● **Your task**: Please count how many lines of the data below contain the word "branch". Reply with the number alone.

(Coordinate labeling data)
+ + + + + + +

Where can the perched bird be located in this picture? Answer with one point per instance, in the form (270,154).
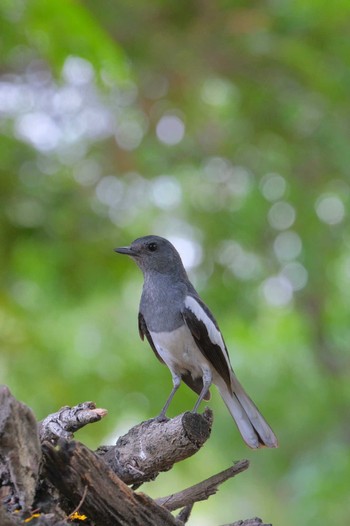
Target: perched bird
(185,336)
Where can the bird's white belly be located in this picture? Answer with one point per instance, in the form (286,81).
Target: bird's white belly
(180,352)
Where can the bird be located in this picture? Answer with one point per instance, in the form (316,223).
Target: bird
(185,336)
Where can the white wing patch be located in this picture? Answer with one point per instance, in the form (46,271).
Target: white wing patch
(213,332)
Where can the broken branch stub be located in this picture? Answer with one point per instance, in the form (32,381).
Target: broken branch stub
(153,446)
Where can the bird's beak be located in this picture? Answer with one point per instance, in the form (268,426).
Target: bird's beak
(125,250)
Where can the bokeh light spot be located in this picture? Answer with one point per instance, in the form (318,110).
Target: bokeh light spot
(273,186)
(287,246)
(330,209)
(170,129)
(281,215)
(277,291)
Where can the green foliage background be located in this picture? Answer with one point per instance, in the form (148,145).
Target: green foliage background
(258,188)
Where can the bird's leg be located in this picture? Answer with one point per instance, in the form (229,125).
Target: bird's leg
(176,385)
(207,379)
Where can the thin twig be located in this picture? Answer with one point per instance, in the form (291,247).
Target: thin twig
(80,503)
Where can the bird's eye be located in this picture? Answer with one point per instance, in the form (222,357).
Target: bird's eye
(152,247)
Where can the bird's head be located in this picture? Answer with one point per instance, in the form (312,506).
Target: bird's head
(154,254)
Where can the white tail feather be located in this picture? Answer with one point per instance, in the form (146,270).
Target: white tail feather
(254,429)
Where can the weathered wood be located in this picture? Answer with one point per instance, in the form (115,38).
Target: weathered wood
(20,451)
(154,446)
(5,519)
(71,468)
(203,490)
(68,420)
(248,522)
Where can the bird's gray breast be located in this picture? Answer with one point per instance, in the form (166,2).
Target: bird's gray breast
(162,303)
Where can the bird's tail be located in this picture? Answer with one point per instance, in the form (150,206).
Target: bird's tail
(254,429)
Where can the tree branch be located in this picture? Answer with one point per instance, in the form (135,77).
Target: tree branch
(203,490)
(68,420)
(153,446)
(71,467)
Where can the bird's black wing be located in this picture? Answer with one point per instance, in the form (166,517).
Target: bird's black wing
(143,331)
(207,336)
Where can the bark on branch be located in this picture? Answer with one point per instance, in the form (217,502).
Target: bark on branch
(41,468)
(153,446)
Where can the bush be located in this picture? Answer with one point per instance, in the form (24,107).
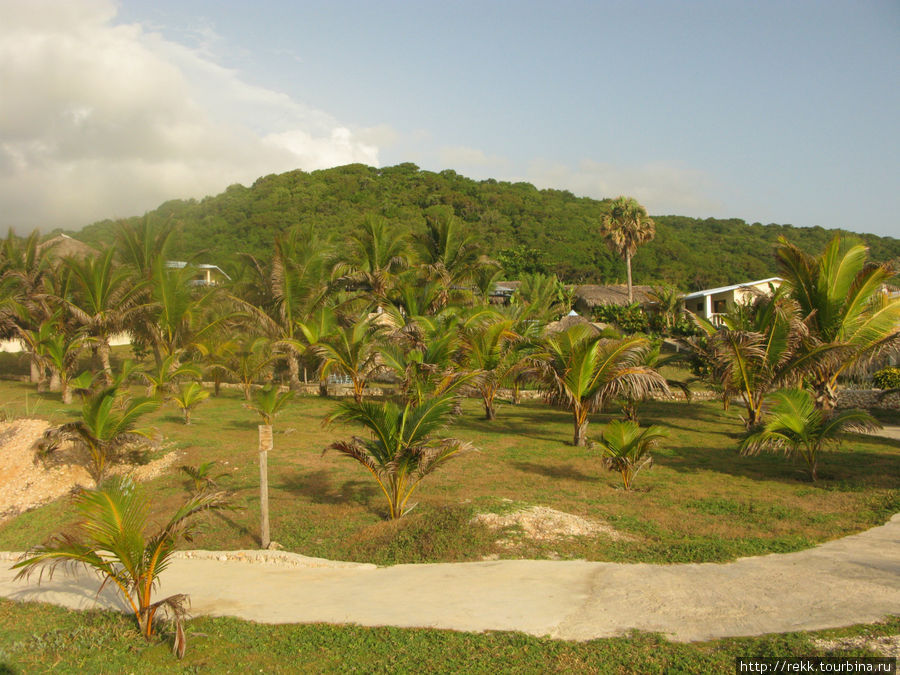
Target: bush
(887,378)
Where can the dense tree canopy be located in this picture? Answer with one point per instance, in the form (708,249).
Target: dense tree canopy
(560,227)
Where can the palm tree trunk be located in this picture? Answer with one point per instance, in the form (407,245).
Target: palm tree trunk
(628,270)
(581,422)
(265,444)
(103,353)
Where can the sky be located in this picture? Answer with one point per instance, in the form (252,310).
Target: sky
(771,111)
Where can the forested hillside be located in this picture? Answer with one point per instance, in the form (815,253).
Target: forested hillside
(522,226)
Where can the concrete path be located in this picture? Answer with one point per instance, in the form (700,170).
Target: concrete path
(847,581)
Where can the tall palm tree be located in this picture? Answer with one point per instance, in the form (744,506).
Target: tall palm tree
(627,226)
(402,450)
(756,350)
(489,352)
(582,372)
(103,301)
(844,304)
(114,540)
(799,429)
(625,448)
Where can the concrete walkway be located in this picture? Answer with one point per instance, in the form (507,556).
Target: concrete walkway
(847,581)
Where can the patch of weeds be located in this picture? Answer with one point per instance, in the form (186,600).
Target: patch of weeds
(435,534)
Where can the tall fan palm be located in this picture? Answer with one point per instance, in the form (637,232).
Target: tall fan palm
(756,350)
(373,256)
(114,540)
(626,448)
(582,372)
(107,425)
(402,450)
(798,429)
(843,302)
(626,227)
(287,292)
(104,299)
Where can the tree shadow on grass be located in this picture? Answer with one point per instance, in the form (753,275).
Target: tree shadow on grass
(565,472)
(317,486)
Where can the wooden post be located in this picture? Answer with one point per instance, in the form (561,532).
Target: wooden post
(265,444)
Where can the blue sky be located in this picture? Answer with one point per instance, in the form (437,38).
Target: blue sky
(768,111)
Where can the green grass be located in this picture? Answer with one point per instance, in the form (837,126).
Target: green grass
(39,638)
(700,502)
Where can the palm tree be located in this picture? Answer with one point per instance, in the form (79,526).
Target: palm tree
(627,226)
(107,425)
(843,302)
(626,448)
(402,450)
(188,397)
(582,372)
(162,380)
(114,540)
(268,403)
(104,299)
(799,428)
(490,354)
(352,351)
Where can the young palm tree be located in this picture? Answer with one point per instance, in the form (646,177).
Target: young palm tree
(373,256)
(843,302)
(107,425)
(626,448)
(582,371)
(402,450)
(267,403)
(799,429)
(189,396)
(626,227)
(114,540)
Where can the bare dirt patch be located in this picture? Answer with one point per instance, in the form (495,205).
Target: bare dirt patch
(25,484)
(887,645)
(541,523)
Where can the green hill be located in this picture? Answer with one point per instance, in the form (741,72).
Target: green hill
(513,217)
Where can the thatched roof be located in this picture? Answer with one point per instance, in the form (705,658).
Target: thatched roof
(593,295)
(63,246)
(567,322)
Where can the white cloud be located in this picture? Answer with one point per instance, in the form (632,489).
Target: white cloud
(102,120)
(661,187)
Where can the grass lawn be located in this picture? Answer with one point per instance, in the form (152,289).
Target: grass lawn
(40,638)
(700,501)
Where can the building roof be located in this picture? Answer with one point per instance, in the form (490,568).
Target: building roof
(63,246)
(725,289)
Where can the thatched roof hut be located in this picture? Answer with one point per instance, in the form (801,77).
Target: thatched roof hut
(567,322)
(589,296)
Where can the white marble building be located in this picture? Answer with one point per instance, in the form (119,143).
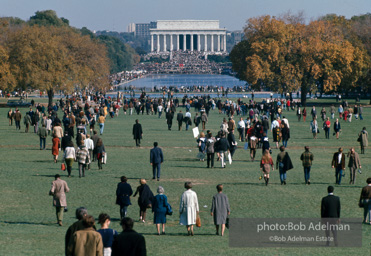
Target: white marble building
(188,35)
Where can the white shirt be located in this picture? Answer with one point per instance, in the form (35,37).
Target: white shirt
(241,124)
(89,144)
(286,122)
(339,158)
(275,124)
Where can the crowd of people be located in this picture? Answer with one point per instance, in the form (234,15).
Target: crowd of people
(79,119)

+ + + + + + +

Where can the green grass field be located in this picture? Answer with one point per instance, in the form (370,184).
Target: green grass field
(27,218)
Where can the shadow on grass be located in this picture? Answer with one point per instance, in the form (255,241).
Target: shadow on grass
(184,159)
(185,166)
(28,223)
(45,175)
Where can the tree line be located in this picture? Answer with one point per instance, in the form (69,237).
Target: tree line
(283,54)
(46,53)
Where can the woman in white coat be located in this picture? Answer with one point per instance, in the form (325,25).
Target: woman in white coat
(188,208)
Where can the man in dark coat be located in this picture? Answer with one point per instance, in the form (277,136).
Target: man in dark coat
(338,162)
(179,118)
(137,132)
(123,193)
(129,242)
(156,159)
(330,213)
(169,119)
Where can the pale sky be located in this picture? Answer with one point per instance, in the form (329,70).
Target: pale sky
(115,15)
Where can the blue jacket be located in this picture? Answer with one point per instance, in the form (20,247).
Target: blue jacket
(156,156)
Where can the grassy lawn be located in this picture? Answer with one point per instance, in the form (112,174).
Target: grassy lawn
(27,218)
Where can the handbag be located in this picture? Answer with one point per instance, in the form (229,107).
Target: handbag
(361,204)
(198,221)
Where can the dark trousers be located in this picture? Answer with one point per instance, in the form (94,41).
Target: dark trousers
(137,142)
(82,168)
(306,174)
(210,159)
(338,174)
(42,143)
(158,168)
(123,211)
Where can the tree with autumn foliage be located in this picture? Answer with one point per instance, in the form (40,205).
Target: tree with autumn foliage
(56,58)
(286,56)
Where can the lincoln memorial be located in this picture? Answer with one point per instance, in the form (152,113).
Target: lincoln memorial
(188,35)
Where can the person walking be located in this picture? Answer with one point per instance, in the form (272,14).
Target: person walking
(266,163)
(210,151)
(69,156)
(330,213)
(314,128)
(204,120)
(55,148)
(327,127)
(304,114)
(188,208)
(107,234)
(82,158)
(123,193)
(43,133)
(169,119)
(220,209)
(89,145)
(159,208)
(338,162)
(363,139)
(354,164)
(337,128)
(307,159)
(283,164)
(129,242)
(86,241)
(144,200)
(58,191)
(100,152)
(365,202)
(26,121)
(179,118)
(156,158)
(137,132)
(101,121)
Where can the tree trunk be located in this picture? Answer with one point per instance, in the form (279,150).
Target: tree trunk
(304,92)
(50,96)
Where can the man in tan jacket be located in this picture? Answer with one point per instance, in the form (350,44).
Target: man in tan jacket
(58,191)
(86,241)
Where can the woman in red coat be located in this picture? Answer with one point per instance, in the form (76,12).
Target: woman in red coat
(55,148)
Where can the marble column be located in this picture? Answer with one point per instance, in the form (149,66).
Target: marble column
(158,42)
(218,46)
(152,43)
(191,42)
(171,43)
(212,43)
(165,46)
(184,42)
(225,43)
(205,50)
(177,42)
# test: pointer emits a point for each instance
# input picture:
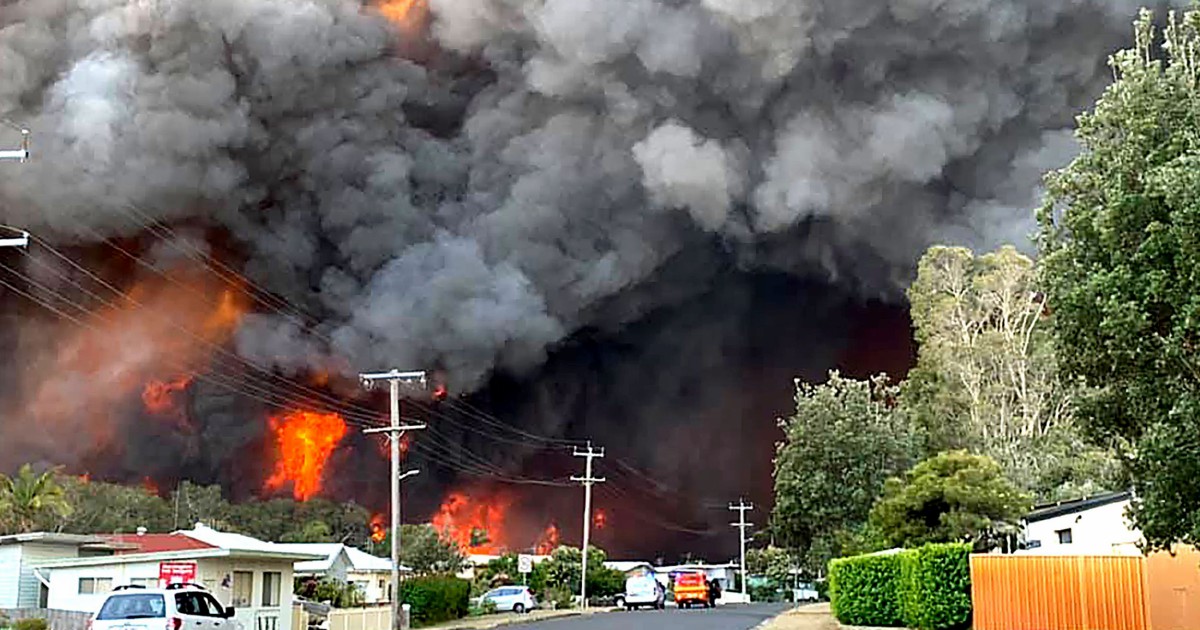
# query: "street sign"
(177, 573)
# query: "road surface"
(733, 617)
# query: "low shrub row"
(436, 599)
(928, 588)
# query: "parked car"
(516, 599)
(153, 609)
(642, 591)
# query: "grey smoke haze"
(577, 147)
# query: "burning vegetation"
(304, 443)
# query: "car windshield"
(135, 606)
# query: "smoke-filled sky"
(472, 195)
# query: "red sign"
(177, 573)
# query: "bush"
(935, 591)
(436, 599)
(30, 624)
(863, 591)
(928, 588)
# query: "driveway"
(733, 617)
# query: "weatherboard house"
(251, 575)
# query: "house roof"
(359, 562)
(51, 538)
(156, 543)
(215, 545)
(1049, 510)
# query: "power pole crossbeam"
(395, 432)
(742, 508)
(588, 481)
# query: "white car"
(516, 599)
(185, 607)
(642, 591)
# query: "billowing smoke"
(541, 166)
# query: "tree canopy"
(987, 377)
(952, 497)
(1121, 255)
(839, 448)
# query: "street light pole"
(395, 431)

+ + + + + + +

● **The result**: 6